● **EXTRAIT FOURNI**:
__________

Le message clair à véhiculer auprès de vos équipes était celui de l'équilibre de ces 4 leviers et non celui d'un plan d'économie drastique qui devenait incompréhensible pour les managers du fait de son désalignement par rapport à la stratégie de la Direction générale.

Vous avez donc fait le choix délibéré de porter un message en contradiction avec les directives données, ce qui a un impact direct sur les équipes opérationnelles en générant de l'incompréhension et un manque d'adhésion de vos équipes à vos consignes.

Votre refus de suivre la nouvelle stratégie se traduit également dans le management de vos équipes puisque nous constatons que les routines mises en place dans le cadre de la nouvelle organisation ne sont pas respectées et qu'aucun sens n'est donné à vos équipes sur le projet. Malgré tous les moyens alloués à la Direction des Operations, sur lesquels vous avez été au demeurant consulté et que vous avez validé, et les process mis en place, nous constatons que vos équipes continuent à fonctionner en mode « pompier » et ne sont pas présents en tant qu'encadrant auprès des équipes.

La conséquence directe en est que les méthodes ne sont pas respectées, les outils sont mal exploités, ce qui s'est traduit par un impact direct sur les résultats.

Enfin, malgré cela, et dans le contexte financier critique dont vous aviez connaissance, à titre d'exemple significatif, vous avez pris la liberté d'allouer de manière discrétionnaire la somme de 200.000 euros de bonus ' non budgétée ' à vos équipes.

Vous avez d'ailleurs reconnu dans un mail en date du 11 mars dernier avoir commis une erreur sur ce point.

En définitive et au regard de la situation décrite préalablement, nous considérons que votre attitude générale traduisant clairement une opposition à mettre en oeuvre la stratégie portée par le Directeur Général est constitutive d'une faute grave.

II.Une sous-performance économique

Dans le cadre de vos missions, vous avez notamment la charge de développer l'activité des restaurants en succursale dont vous avez l'entière responsabilité.

Or, force est de constater que les résultats sont constamment à la baisse depuis deux ans.

Ainsi, sur l'exercice 2018, le bénéfice avant Intérêts, impôts, dépréciation et amortissement (EBITDA) a été clôturé à hauteur de 33,5 millions d'euros, soit 4,1 millions d'euros de moins que l'année précédente à périmètre constant (soit une baisse de 8%).

En outre, l'EBITDA est inférieur de 12 millions d'euros au budget prévisionnel, soit une baisse de 26%.

Pire, en 2019, sur les quatre mois glissants entre janvier et avril 2019, l'EBITDA a été évalué à 10,7 millions d'euros, soit 3,9 millions d'euros de moins que l'année précédente à périmètre constant (soit une baisse significative de 25%).

L'EBITDA est ainsi inférieur de 5 millions d'euros au budget prévisionnel, soit une baisse de 32%.

Ces mauvais résultats sont d'autant plus inquiétants, compte tenu des moyens investis et mis en oeuvre par la Société pour son développement.

En effet, près de 1.500.000 euros ont été investis dans la structure, les Operations ont été stratégiquement repositionnées au centre de l'activité de la société et les effectifs des structures de management intermédiaire au sein des plateformes régionales ont été quasiment multipliés par deux.

__________

● **DONNÉES ENREGISTRÉES**:
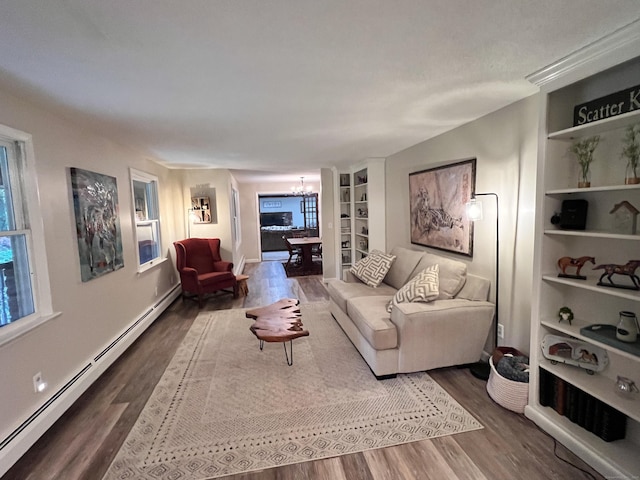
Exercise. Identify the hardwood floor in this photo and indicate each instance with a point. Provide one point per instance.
(83, 442)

__________

● **CONSIGNES À SUIVRE**:
a – Reprenez sous forme de liste le paragraphe de l'extrait fourni qui commence par « Votre refus de suivre la nouvelle stratégie », sans perdre ses faits principaux.
b – Écrivez la suite de l'extrait fourni, consacré à la sous-performance économique, en partant de sa dernière phrase.
Les données viennent d'une autre source.

● **RÉPONSES PAR CONSIGNE**:
a –
- Votre refus de suivre la nouvelle stratégie se voit aussi dans le management de vos équipes.
- Les routines mises en place avec la nouvelle organisation ne sont pas respectées.
- Vos équipes ne reçoivent aucune explication qui donne du sens au projet.
- La Direction des Operations a reçu des moyens. Vous avez été consulté sur ces moyens et vous les avez validés. Des process ont aussi été mis en place.
- Malgré cela, vos équipes travaillent toujours en mode « pompier » et ne sont pas présentes en tant qu'encadrant auprès des équipes.

b –
Vous avez d'ailleurs eu la possibilité de procéder au choix des chacun de DER sur lesquels vous deviez vous appuyer pour développer la stratégie de l'entreprise et vous avez validé les nominations de tous les Districts Managers.

Malgré les moyens exceptionnels qui vous ont été donnés, force est de constater la dégradation continue des résultats depuis maintenant 18 mois, sans aucune perspective d'amélioration à court terme.

Vous avez d'ailleurs reconnu à plusieurs reprises cet échec en matière de résultat, lequel est la conséquence de votre incapacité à tenir ce poste et à mettre en oeuvre la stratégie de l'entreprise.

Compte tenu de ces éléments, nous vous notifions par la présente votre licenciement pour faute grave ».

L'employeur fait ainsi valoir deux griefs :

1) Sur le grief de l'opposition de Monsieur [T] [S] à mettre en oeuvre de la stratégie de l'entreprise :

- La société indique qu'en tant que Directeur Exploitation France et International, il devait assurer l'application et le respect des orientations stratégiques mises en place au sein de la société.

Elle fait valoir que pourtant Monsieur [T] [S] s'est opposé à la stratégie de la société en vue d'améliorer sa performance basée sur l'équilibre entre quatre piliers : « Le management (les hommes) ; les ventes (les clients) ; les standard (la marque) ; la gestion ».

Cette stratégie implique que « ces 4 axes ne devaient pas être déséquilibrés dans la mise en 'uvre de la politique de l'entreprise » ; la société indique que Monsieur [L] a ainsi posé comme principe que « Le message de l'entreprise n'est en aucun cas de mettre tout le poids du corps sur le P&L. Le message est de trouver le meilleur équilibre du carré et de concilier les exigences des 4 faces » (pièce n° 5 de l'intimée).

La société fait également valoir que « Les orientations stratégiques définies pour l'année 2018 ont d'ailleurs déjà mis l'accent sur la nécessité de « mettre les hommes au centre » : « une culture valorisant ses hommes, centrée sur la responsabilisation, la performance et le développement » (pièce n° 18 de l'intimée).

Il est reproché à Monsieur [T] [S] d'avoir négligé le pilier « management » en exigeant par un courriel du 27 mars 2019 que ses équipes réalisent « des économies drastiques sur les frais de fonctionnement de chaque plateforme, sans même en référer à son Directeur Général et en totale opposition avec ses orientations » (pièce n° 7 de l'intimée).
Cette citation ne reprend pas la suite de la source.